FONTE -
Ano 25 – Número 29 – 24 de julho de 2023

Informe Econômico

Brasil: breve balanço do primeiro semestre e atualização de projeções para 2023

No final do ano passado, as expectativas para a economia brasileira em 2023 não eram muito otimistas, principalmente por conta da desaceleração da atividade em curso devido às condições financeiras apertadas (inflação e juros altos no mercado interno e externo) e das incertezas inerentes ao início do novo ciclo político. No entanto, após um semestre marcado por muita volatilidade, os dados divulgados até então retratam um cenário ainda difícil, mas relativamente mais promissor na ótica de algumas variáveis relevantes.

A inflação, por exemplo, entrou em trajetória consistente de queda, com melhora na evolução dos componentes mais sensíveis ao ciclo econômico (núcleos e inflação de serviços), bem como recentemente houve reversão parcial da desancoragem das expectativas para os próximos anos. Como consequência, as apostas para o início dos cortes da taxa de juros foram sendo antecipadas. Dadas as condições do momento, é muito provável que a taxa Selic comece a ser reduzida já na próxima semana.

O impacto dos juros altos nas condições de crédito foi um dos maiores entraves ao desempenho dos negócios, penalizando principalmente a atividade industrial e a confiança dos empresários. O crescimento acima do esperado no PIB do primeiro trimestre foi puxado pela Agropecuária, devido à safra recorde de grãos. A expansão fiscal e a redução da inflação repercutiram positivamente na demanda das famílias, com reflexo nos Serviços, que mantiveram o mercado de trabalho aquecido.

Quanto ao mercado externo, a valorização do Real em relação ao Dólar deu-se por duas vias principais: melhora da posição brasileira frente aos seus pares e o aumento da taxa de juros real. As exportações, por sua vez, avançaram em linha com a evolução relativamente positiva da conjuntura internacional, com a maior demanda por bens agrícolas sendo a principal fonte de crescimento, que mostrou parceiros comerciais mais resilientes do que o esperado. Aliado a isso, é importante frisar que a dinâmica das importações brasileiras diminuiu mais do que as expectativas apontavam.

Nos tópicos abaixo, as principais variáveis da economia brasileira são abordadas de forma sucinta: atividade econômica (PIB e mercado de trabalho), taxa de câmbio, balança comercial, inflação, taxa de juros e contas públicas. Resumem-se os principais acontecimentos do semestre, bem como são atualizadas as projeções para o fechamento de 2023. A tabela no final do documento contém os dados completos. Na próxima semana serão apresentadas as revisões do cenário econômico do Rio Grande do Sul.

DESCRIÇÃO DA TAREFA -
Dê sequência ao informe sobre a economia brasileira no primeiro semestre de 2023, começando logo após a última frase.

DADOS APRESENTADOS -
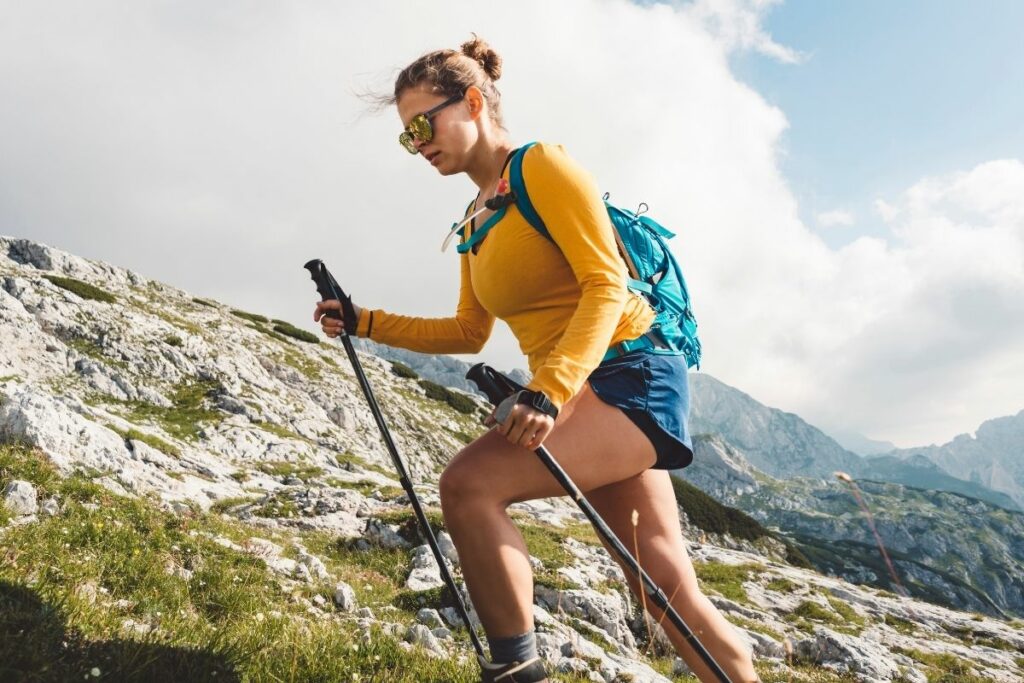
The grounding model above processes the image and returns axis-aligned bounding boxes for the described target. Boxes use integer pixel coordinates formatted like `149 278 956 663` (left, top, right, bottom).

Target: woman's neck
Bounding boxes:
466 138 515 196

--

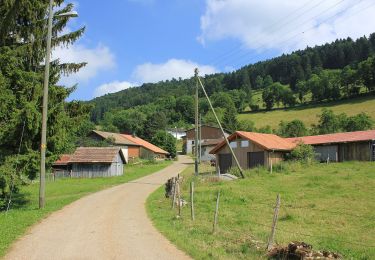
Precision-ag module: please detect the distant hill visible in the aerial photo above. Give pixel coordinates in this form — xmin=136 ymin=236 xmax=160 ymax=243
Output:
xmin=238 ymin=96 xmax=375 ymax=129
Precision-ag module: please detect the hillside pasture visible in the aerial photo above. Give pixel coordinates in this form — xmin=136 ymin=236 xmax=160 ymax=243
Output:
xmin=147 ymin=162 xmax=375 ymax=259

RESULTADO DO EXERCÍCIO -
PIB: Agropecuária forte e baixo desempenho da Indústria deve ser o destaque em 2023

O PIB brasileiro deve crescer 2,0% em 2023, o dobro do projetado em dezembro de 2022 (+1,0%). A revisão decorre principalmente da surpresa positiva na leitura do primeiro trimestre. O desempenho da Agropecuária (+18,8% na comparação com o 1º trimestre de 2022), resultado da boa safra de grãos, foi o que impulsionou o PIB no início do ano. O setor deve fechar 2023 com crescimento de 11,0%, ante nossa expectativa de 3,0%.

Ao longo dos próximos trimestres, esperamos uma desaceleração na margem da atividade brasileira, pois a contabilização da produção agrícola ocorre principalmente no primeiro trimestre. Além disso, a atual conjuntura de juros elevados e baixa confiança dos empresários deve continuar impactando os números da Indústria, que deve encerrar 2023 com crescimento de apenas 0,8% (em dez/22 nossa expectativa era de um crescimento de 1,0%).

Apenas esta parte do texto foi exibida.